Extract provided:
--

Although Cairo had made no official statements on the situation at the Rafah border crossing procedures appear to have been relaxed.

The PA signed an agreement with Israel in 2005 to manage and monitor the border crossing. Though Egypt was not party to the deal Cairo complied with the strict management of the Rafah crossing even after the agreement expired in 2006. In the same year Hamas won the elections in Gaza and, following a conflict with Abbas’s Fatah movement, seized control of the Strip in 2007. Israel responded by imposing a land, sea and air siege.

Egypt kowtowed to Israel’s conditions for operating the Rafah border crossing including, among other measures, denying transit for food, building materials and medical equipment. Egyptians entering Gaza had first to secure approval from the intelligence agencies, making it off limits to members of opposition groups.

After coming to power Morsi announced his intention to ease restrictions on the border, opening it for longer hours throughout the week and during holidays but the changes never materialised. Egyptian management of the crossing continued to defer to the Israeli blockade.

Only now does the situation appear to be changing, and it is due to Operation Pillar of Defence. Israel’s military assault on Gaza has placed Morsi in a position where not only does he have to take public opinion into account, he must also consider his Muslim Brotherhood base.

--

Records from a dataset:
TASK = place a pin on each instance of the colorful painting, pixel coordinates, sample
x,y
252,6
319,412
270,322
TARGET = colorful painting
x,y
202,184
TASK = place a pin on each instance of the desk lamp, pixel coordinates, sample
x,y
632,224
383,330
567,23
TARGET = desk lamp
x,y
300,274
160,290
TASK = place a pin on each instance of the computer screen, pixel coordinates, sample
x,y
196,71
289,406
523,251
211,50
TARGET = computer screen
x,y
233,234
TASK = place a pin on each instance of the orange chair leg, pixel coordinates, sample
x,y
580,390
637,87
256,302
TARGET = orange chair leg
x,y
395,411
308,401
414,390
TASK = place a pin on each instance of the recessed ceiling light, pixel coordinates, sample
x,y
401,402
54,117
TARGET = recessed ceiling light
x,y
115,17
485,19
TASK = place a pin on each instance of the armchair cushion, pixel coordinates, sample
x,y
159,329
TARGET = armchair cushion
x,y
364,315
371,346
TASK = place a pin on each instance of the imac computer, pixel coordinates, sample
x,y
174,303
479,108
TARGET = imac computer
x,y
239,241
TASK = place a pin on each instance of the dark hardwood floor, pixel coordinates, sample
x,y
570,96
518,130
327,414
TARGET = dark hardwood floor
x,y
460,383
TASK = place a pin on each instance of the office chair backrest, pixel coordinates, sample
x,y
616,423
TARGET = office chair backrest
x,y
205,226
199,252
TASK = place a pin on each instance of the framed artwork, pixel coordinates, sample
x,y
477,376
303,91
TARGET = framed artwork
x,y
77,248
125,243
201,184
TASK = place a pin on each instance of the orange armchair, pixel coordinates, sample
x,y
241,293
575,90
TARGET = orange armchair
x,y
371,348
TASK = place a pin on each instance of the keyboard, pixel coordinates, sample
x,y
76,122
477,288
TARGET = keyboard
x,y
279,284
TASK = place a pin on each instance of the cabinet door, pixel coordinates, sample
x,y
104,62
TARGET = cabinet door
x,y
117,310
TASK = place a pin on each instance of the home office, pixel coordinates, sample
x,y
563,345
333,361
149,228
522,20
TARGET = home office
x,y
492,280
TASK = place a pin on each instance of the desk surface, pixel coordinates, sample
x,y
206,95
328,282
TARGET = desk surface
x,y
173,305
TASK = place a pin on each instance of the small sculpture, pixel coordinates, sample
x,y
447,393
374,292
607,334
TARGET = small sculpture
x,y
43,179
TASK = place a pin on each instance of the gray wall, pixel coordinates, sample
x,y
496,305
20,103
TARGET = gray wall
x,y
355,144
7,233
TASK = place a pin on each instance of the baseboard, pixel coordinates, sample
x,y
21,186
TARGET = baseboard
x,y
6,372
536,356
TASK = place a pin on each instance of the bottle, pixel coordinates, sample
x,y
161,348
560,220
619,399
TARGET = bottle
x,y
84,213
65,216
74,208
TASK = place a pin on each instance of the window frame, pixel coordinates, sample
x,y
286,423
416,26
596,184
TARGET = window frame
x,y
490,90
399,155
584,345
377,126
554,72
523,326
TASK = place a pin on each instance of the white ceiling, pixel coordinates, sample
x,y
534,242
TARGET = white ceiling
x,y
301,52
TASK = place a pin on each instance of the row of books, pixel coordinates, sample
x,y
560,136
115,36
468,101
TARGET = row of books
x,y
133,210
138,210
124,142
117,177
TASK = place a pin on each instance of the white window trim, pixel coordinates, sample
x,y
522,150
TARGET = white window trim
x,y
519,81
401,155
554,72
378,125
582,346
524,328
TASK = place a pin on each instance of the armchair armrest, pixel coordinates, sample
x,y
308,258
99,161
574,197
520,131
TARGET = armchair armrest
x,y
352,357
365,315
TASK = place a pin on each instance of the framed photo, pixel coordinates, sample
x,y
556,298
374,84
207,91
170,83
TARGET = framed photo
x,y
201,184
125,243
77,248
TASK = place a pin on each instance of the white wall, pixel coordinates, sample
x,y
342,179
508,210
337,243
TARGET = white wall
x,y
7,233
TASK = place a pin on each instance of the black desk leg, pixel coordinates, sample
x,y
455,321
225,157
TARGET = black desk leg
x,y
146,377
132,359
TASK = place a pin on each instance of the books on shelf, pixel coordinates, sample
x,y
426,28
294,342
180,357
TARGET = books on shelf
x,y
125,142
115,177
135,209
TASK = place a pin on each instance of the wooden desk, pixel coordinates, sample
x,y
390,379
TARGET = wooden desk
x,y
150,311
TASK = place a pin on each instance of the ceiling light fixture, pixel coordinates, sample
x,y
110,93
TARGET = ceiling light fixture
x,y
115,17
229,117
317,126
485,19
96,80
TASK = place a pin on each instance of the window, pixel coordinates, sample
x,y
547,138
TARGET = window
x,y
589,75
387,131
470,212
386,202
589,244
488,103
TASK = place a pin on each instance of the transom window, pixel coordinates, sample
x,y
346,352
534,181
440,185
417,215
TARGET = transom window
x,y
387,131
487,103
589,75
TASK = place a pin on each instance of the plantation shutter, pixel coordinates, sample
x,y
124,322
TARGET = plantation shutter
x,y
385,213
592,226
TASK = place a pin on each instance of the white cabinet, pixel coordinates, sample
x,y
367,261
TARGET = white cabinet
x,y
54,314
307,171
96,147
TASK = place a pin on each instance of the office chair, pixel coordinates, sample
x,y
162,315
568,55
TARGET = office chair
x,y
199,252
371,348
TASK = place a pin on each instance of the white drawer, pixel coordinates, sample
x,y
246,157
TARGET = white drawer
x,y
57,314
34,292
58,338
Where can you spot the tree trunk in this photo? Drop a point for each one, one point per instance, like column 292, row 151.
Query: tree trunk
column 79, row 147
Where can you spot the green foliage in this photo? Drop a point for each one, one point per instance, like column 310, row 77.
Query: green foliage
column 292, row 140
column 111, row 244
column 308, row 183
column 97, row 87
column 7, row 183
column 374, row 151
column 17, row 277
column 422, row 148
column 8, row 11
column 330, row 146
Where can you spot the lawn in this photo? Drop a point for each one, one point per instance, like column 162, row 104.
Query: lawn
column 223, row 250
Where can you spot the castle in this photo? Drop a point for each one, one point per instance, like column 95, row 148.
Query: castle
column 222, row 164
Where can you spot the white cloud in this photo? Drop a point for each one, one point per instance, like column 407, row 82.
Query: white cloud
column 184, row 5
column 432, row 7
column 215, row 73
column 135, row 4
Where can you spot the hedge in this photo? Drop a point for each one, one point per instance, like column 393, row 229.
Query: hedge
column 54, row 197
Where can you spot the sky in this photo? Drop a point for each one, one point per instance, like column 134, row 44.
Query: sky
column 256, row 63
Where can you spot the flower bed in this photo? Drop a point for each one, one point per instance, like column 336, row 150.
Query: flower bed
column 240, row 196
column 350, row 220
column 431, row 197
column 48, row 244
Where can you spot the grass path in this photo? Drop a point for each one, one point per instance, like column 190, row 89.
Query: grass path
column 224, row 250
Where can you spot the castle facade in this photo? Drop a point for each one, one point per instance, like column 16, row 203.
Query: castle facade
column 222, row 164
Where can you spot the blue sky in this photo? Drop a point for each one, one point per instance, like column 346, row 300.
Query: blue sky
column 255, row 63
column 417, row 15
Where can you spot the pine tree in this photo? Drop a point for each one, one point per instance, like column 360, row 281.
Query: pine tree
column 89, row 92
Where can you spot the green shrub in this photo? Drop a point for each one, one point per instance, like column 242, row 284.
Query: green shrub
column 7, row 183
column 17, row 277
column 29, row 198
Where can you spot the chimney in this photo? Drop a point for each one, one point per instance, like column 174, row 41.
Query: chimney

--

What to work on:
1. In two sentences, summarize the extract on the Rafah border crossing.
2. Transcribe the part of the extract on the Rafah border crossing that begins at the words "After coming to" and ends after "Muslim Brotherhood base.".

Task results:
1. Egypt kept to strict, Israel-dictated management of the Rafah crossing after a 2005 PA–Israel agreement, even after Hamas took over Gaza and Israel imposed a siege, and Morsi's announced easing of restrictions never materialized. Only now does the situation appear to be changing, because Operation Pillar of Defence has pushed Morsi to take public opinion and his Muslim Brotherhood base into account.

2.
After coming to power Morsi announced his intention to ease restrictions on the border, opening it for longer hours throughout the week and during holidays but the changes never materialised. Egyptian management of the crossing continued to defer to the Israeli blockade.

Only now does the situation appear to be changing, and it is due to Operation Pillar of Defence. Israel’s military assault on Gaza has placed Morsi in a position where not only does he have to take public opinion into account, he must also consider his Muslim Brotherhood base.